What is being asked
Reproduce exactly, and only, the lines below from the one containing "Write the exact" through the one containing "positive clicks: (444, 166) (444, 153)".

Extracted material
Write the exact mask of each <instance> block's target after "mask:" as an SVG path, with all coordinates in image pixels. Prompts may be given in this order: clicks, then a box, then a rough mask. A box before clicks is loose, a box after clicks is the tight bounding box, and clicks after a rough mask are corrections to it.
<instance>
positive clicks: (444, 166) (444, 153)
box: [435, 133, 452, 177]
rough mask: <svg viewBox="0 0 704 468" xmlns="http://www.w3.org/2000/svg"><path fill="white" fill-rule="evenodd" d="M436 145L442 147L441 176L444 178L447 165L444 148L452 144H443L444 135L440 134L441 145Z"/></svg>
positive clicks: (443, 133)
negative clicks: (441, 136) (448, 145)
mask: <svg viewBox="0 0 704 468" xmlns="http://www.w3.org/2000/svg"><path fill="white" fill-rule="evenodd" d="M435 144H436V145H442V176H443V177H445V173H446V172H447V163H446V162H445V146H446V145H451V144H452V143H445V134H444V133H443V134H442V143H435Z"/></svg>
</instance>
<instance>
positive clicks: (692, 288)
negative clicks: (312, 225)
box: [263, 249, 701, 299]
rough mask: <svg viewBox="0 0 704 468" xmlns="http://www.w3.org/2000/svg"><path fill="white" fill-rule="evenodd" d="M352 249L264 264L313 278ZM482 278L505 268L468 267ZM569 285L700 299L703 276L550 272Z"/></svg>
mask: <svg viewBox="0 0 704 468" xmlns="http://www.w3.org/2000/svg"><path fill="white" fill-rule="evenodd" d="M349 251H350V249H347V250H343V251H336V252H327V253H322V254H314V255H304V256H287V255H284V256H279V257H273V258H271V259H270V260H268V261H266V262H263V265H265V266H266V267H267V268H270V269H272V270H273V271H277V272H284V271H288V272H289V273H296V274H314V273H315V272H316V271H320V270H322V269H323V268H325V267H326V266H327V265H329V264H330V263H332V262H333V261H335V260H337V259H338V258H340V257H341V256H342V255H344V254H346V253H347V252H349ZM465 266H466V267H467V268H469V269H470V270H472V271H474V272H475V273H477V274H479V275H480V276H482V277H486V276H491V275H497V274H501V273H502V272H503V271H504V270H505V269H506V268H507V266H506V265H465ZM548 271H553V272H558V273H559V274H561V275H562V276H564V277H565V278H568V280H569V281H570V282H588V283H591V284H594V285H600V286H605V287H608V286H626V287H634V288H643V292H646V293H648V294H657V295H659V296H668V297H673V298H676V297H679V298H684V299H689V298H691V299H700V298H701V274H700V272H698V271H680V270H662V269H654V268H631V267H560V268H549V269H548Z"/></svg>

...

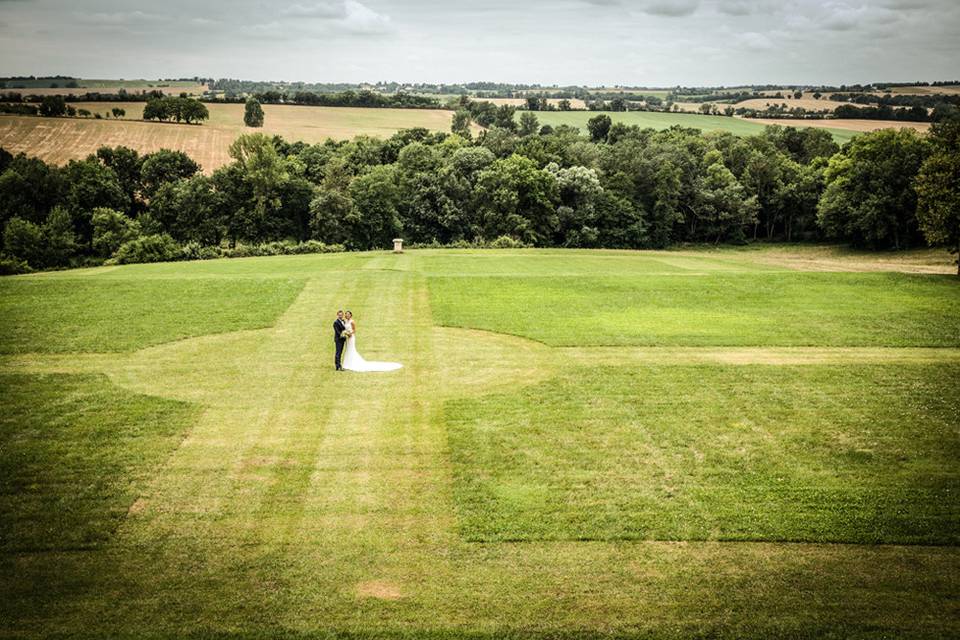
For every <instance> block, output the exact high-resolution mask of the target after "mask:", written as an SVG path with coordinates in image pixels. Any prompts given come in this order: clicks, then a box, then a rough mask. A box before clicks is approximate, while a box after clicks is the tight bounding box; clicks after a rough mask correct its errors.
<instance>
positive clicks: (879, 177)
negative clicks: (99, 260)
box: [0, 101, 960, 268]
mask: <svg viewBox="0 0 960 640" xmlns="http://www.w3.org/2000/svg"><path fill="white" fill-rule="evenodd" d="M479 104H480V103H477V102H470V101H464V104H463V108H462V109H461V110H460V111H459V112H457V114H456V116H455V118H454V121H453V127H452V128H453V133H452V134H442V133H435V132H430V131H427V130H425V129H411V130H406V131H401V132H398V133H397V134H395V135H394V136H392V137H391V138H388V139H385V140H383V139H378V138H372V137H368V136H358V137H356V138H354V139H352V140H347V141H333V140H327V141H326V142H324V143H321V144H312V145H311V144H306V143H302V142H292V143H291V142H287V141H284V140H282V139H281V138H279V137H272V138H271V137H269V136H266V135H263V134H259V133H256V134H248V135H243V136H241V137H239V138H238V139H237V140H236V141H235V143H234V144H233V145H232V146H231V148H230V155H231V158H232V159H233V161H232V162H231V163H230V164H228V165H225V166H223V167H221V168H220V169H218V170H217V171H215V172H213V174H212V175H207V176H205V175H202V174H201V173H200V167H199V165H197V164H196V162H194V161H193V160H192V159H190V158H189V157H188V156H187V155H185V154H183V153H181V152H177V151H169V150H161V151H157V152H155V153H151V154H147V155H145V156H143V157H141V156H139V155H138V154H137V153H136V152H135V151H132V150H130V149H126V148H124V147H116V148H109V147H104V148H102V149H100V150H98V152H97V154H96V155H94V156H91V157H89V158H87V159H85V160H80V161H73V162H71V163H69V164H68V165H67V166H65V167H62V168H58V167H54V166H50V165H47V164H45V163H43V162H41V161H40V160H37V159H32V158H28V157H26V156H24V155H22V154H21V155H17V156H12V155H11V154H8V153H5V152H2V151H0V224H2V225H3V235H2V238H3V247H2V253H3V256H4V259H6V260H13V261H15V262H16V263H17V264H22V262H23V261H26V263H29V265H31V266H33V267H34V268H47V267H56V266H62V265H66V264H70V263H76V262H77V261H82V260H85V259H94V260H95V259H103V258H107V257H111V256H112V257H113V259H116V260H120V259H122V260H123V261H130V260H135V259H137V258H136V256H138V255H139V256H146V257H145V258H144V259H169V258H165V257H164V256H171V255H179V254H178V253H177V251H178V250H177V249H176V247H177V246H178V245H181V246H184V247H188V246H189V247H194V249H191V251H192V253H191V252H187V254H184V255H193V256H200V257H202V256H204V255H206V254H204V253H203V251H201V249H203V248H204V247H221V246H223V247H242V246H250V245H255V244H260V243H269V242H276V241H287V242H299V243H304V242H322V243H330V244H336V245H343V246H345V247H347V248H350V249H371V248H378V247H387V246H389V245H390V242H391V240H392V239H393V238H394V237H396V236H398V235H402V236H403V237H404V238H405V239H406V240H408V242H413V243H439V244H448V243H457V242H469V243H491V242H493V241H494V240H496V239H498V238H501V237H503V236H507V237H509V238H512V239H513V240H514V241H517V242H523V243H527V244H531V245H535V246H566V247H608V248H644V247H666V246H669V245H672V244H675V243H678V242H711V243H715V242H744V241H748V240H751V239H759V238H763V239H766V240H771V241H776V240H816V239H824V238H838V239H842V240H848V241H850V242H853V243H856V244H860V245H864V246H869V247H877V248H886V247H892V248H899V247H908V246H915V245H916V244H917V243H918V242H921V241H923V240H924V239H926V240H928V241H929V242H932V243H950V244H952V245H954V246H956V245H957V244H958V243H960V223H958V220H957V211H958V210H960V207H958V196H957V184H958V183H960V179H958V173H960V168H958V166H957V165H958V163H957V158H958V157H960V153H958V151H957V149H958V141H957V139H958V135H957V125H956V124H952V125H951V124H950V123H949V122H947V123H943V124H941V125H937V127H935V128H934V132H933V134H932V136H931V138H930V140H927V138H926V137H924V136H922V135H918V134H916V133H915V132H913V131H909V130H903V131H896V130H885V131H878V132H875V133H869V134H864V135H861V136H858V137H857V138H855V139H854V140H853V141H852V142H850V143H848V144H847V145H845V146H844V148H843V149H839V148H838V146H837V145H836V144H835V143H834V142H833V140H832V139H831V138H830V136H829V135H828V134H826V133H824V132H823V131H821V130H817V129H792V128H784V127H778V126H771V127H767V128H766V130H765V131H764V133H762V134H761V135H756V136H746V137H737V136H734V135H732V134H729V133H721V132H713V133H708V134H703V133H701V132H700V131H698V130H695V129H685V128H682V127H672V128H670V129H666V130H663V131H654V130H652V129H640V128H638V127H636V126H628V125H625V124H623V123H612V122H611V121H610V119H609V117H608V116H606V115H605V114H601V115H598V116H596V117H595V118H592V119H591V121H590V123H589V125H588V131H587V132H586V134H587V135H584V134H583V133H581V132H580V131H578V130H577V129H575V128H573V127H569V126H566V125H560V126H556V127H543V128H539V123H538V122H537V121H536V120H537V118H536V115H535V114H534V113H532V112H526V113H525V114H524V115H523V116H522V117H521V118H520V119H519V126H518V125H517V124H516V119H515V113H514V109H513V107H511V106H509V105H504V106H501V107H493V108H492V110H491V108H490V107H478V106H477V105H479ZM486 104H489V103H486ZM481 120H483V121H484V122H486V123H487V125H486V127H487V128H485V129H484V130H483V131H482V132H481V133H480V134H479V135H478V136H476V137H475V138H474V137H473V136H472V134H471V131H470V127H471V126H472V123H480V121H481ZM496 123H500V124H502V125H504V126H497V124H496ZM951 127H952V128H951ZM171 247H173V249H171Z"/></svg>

--

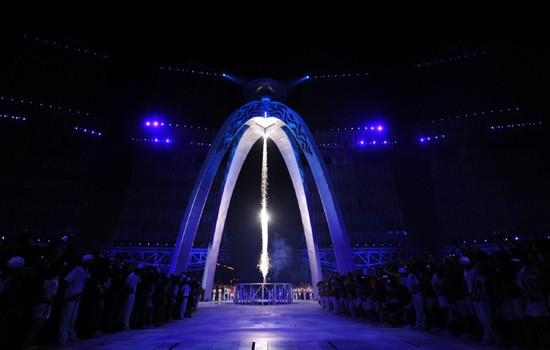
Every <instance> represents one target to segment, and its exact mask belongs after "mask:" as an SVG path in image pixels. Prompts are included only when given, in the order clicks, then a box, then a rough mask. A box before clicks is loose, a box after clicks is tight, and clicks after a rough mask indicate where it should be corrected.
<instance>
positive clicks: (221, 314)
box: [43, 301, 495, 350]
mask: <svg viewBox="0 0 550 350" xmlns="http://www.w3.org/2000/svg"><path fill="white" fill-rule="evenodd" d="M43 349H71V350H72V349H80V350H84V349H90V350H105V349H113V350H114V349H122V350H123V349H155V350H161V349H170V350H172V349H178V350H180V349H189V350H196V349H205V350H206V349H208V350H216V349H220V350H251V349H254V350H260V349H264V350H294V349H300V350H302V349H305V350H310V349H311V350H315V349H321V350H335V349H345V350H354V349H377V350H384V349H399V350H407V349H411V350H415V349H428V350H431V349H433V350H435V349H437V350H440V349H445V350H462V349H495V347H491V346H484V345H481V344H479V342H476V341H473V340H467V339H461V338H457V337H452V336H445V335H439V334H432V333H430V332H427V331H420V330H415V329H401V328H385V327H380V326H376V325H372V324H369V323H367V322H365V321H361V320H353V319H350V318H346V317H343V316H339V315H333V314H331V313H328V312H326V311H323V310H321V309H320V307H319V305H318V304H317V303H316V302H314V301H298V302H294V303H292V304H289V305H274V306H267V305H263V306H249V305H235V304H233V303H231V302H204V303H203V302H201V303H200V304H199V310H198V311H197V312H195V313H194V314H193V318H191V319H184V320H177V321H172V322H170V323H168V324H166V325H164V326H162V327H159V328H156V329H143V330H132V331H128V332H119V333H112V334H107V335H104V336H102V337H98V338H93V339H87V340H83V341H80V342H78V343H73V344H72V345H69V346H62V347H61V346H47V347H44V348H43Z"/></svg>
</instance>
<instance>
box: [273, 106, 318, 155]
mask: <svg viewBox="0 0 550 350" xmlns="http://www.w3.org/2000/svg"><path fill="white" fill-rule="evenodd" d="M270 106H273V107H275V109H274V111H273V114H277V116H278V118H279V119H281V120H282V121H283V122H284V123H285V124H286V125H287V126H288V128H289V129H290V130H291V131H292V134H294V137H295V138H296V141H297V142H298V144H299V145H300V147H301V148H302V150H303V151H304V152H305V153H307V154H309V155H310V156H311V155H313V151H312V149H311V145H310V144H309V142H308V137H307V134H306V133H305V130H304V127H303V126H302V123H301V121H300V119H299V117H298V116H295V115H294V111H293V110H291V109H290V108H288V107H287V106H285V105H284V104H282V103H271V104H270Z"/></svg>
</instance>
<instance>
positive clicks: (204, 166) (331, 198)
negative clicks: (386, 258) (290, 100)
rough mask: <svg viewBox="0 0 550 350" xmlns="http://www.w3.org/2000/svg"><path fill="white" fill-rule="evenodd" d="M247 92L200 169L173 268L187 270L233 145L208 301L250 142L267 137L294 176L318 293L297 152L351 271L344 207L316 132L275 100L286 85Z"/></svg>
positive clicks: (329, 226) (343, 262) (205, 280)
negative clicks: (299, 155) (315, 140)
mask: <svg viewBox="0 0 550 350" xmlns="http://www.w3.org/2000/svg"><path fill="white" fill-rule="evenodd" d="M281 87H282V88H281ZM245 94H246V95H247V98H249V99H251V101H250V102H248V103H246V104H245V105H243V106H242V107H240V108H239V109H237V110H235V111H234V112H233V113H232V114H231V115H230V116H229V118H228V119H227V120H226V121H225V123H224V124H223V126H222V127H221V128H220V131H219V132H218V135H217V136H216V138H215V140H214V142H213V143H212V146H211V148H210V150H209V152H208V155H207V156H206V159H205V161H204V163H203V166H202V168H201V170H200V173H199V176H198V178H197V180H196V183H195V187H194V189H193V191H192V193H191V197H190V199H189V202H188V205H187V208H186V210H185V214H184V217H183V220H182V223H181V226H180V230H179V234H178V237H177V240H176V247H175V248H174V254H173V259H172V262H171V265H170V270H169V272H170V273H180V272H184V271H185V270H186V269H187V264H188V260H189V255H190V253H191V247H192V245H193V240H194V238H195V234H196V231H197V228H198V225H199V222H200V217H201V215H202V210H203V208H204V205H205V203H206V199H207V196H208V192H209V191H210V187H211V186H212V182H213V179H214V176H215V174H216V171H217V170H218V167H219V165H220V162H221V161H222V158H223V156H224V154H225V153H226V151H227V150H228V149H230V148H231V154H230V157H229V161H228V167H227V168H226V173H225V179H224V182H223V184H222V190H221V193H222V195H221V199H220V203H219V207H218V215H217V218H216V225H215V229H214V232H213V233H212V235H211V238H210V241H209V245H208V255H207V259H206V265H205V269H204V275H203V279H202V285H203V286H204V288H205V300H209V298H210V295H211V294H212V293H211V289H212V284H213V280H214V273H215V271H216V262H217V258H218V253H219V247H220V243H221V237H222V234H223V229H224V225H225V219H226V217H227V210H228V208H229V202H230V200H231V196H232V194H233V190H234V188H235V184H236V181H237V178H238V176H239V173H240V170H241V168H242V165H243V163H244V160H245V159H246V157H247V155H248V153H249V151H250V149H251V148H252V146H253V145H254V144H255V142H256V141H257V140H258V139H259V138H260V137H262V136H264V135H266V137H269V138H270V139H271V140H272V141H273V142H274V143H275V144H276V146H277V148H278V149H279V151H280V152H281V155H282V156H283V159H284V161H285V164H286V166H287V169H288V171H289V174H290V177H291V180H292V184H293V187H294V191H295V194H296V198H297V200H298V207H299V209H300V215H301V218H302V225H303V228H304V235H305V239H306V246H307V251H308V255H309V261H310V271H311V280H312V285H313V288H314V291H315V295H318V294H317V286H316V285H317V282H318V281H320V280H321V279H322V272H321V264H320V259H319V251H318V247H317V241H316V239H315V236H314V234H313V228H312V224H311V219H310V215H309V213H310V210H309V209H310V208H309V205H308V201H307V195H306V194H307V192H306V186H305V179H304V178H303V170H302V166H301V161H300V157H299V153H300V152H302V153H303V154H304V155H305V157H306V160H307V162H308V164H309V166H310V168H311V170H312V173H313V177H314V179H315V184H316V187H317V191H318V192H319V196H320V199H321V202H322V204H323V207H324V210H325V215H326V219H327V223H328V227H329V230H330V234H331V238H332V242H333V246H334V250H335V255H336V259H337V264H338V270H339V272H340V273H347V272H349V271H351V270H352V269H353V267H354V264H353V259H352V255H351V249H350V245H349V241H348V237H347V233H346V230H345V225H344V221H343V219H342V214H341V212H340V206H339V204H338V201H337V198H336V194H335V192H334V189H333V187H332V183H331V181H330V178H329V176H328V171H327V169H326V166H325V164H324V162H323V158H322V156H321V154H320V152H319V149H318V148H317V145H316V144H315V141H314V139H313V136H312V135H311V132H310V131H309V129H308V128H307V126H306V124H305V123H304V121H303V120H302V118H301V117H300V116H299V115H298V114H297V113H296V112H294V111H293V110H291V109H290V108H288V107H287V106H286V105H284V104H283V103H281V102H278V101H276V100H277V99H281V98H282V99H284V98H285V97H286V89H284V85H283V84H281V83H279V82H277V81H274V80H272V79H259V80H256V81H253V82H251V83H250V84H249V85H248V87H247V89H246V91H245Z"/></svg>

Task solution
Write the exact mask of each <instance> block's target after "mask:" as an SVG path, with all coordinates in image pixels. Prompts may be given in this order: clicks, then a box, then a rough mask. A box before clicks is loose, a box after clicks is the tight bounding box, and clicks after a rough mask are corrections to it.
<instance>
positive clicks: (444, 166) (444, 153)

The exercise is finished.